Task to complete:
Copy each of the following entries word for word, leaving nothing out.

⁂

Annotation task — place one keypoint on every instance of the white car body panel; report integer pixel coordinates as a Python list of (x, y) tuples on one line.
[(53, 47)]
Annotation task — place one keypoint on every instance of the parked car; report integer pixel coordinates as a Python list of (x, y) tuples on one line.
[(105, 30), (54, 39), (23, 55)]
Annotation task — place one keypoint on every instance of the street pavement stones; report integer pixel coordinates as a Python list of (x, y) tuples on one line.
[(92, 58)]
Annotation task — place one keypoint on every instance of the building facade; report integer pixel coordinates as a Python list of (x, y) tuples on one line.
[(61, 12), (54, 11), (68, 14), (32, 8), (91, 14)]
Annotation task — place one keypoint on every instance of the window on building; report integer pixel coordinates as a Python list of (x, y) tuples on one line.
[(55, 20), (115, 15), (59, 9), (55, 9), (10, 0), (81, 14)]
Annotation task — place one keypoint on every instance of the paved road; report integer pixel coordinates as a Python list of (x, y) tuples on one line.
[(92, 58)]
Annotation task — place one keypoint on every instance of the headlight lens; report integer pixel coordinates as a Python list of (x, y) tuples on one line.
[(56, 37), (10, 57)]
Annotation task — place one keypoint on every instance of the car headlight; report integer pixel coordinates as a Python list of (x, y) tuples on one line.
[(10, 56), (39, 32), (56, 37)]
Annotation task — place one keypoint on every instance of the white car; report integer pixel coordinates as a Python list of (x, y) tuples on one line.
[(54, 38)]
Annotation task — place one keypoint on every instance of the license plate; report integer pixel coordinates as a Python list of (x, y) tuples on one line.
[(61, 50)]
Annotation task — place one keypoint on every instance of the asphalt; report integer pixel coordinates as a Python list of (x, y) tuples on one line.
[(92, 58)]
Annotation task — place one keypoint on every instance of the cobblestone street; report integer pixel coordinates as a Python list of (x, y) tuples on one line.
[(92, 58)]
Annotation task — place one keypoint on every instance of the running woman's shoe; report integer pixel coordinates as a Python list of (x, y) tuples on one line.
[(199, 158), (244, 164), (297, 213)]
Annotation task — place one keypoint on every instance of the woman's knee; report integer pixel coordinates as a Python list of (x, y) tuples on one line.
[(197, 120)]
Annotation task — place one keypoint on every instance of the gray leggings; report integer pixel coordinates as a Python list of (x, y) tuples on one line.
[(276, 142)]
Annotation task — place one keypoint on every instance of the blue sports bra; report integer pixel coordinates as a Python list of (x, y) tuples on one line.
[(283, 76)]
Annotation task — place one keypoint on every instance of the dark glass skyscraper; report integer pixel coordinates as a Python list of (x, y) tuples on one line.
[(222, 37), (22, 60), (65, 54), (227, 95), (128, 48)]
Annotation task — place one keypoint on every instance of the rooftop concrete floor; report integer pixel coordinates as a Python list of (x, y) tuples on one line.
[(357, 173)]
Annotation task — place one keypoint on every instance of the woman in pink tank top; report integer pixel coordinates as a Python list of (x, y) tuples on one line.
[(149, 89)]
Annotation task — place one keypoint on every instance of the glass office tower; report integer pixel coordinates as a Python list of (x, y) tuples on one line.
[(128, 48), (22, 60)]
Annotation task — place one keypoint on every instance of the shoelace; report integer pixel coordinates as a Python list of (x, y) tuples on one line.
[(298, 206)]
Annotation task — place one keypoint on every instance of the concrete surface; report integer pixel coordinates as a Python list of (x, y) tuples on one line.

⁂

Answer below:
Annotation task — place one keypoint on every instance of the white car body panel; report integer pixel coordinates as a Python list of (x, y) tuples on one line.
[(53, 47)]
Annotation task — place one keypoint on every instance of the parked car; report integer pixel coordinates as a Python list of (x, y) tuples on one line.
[(105, 30), (54, 39), (23, 55)]
Annotation task — place one keypoint on every instance of the street pavement stones; report integer pixel coordinates as a Python list of (x, y) tuples on one line.
[(92, 58)]
Annotation task — place one keypoint on every instance of the building facade; report integer pixel coordinates as a Python list of (x, y) tuples on one line.
[(61, 12), (54, 11), (68, 14), (32, 8), (91, 14)]
Annotation task — place one keypoint on every instance of the window on building; report integer pixel coordinates as a Python list of (x, y) tuples on one line.
[(55, 20), (115, 15), (59, 9), (55, 9), (10, 0), (81, 14)]
Annotation task — place one keypoint on every instance of the paved road; report integer pixel coordinates as a Python list of (x, y) tuples on one line.
[(92, 58)]
Annotation task — place one keypoint on every instance of the headlight lens; report integer pixel coordinates as a Python list of (x, y) tuples on one line.
[(56, 37), (10, 57)]
Annotation task — place one keypoint on every instance of the car headlight; report integer pixel coordinates as a Python list of (x, y) tuples on one line.
[(10, 56), (39, 32), (56, 37)]
Annotation task — place one keypoint on every instance of the white car; report integer pixel coordinates as a Python list of (x, y) tuples on one line.
[(54, 38)]
Annotation task — place one keypoint on every instance of the license plate; report integer pixel coordinates as a Python list of (x, y) tuples on one line.
[(61, 50)]
Annotation task — place one keypoint on every instance of the asphalt; report integer pixel coordinates as a Python list of (x, y) tuples on one line.
[(92, 58)]
Annotation task — place one keypoint on every instance of the cobblestone street; report integer pixel coordinates as a Python list of (x, y) tuples on one line.
[(92, 58)]
Annotation task — place one keypoint on every instance of the running woman's shoe; report integer pixel coordinates as a Python list of (x, y) tuples on one line.
[(199, 158), (244, 164), (297, 213)]
Annotation task — place one keypoint on every instance of the woman's knee; report integer pixel coordinates as a Python list of (x, y) tuples on one line.
[(197, 120)]
Annotation task — place one keypoint on every instance of the gray leggings; report integer pixel coordinates as a Python list of (x, y) tuples on one line.
[(276, 142)]
Annotation task — place one keypoint on every instance of the blue sports bra; report integer pixel coordinates as a Python list of (x, y) tuples on one line.
[(283, 76)]
Annotation task — place one keypoint on every instance of the dark glass skyscraper; report integer pixel coordinates as a Python list of (x, y) tuples on one line.
[(222, 37), (22, 60), (65, 54), (227, 95), (128, 48)]
Annotation task — place one keypoint on every instance of the rooftop concrete floor; report integer pixel coordinates as a Python list of (x, y) tuples on one line.
[(357, 173)]
Annotation task — place one keypoint on every instance of the woman in pink tank top; report integer pixel coordinates as a Python list of (x, y) tuples on one line.
[(149, 89)]
Annotation task — place one keypoint on every instance of the glass office tower; report integer pixel coordinates as a Python list of (x, y) tuples on one line.
[(128, 48), (22, 60)]
Annotation task — place one keypoint on every instance of the shoelace; report integer pixel coordinates as a Python list of (x, y) tuples on one line.
[(298, 206)]
Annotation task — place one keypoint on every instance of the concrete surface; report integer pixel coordinates as a Python list of (x, y) tuples on one line.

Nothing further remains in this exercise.